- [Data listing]
%%

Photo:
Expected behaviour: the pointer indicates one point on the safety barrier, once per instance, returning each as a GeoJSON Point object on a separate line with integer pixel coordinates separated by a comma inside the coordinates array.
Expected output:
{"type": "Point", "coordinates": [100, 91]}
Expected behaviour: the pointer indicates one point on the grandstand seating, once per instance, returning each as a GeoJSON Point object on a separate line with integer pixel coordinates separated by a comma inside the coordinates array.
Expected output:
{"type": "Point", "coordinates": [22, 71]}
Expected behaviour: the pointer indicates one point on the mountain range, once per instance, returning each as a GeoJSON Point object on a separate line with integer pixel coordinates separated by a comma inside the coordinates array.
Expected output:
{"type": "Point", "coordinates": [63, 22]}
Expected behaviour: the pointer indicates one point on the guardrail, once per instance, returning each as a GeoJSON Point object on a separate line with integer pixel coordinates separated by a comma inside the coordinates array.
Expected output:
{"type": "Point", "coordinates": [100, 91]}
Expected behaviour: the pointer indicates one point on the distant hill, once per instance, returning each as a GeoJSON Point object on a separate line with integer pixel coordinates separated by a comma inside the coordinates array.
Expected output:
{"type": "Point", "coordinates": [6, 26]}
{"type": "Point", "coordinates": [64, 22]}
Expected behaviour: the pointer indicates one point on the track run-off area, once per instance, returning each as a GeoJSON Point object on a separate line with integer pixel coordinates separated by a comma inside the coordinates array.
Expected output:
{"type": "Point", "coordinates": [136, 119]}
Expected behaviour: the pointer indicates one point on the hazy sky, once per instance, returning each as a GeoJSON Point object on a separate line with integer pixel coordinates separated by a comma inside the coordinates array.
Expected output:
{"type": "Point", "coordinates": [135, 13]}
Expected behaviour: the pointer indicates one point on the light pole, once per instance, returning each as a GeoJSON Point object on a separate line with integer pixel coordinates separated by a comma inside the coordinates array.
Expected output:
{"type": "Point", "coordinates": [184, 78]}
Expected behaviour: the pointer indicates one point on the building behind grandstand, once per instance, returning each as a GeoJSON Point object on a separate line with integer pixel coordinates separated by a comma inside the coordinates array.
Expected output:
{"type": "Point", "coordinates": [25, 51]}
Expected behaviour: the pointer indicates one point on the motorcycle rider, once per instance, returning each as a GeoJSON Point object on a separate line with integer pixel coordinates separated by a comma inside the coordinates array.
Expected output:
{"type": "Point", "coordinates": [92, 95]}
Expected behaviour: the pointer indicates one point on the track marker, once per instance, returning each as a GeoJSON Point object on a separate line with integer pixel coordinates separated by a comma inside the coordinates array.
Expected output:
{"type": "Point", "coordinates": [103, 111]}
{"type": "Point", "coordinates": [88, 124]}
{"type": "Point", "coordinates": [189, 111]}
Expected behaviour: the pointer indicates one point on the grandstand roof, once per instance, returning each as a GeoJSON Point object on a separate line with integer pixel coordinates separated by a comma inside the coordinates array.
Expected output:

%%

- [INSTRUCTION] Shift the data from the line containing "Expected behaviour: the pointer indicates one point on the hazy" through the end of the data by adding 55 to every pixel coordinate. Write out every line in that stretch, with only the coordinate values changed.

- [ANSWER]
Expected behaviour: the pointer indicates one point on the hazy sky, once per instance, returning each as a GeoJSON Point object on a separate line with integer pixel coordinates separated by a comma inside the coordinates array.
Expected output:
{"type": "Point", "coordinates": [190, 68]}
Expected behaviour: the pointer indicates one point on the light pole, once per instance, returning each as a GeoJSON Point object on a separate line with integer pixel coordinates separated by a comma inside the coordinates array.
Expected output:
{"type": "Point", "coordinates": [239, 133]}
Expected behaviour: the pointer indicates one point on the building behind grandstand, once per instance, returning each as a GeoJSON Point object on a separate line with integer pixel coordinates separated by a comma inside the coordinates array.
Expected output:
{"type": "Point", "coordinates": [80, 106]}
Expected behaviour: the pointer indicates one point on the motorcycle rider, once per instance, returning each as a GeoJSON Point object on a separate line with integer pixel coordinates separated by a comma inside the coordinates array.
Expected output:
{"type": "Point", "coordinates": [147, 150]}
Expected behaviour: the pointer indicates one point on the track marker, once per instance, returning each as a GeoJSON Point object on a separate line with integer pixel coordinates separated by a comma inside the coordinates array.
Expected output:
{"type": "Point", "coordinates": [158, 166]}
{"type": "Point", "coordinates": [143, 179]}
{"type": "Point", "coordinates": [244, 166]}
Expected behaviour: the pointer indicates one point on the grandstand roof, once per instance, returning each as a GeoJSON Point object on a separate line with integer pixel coordinates separated by a comma inside the coordinates array.
Expected output:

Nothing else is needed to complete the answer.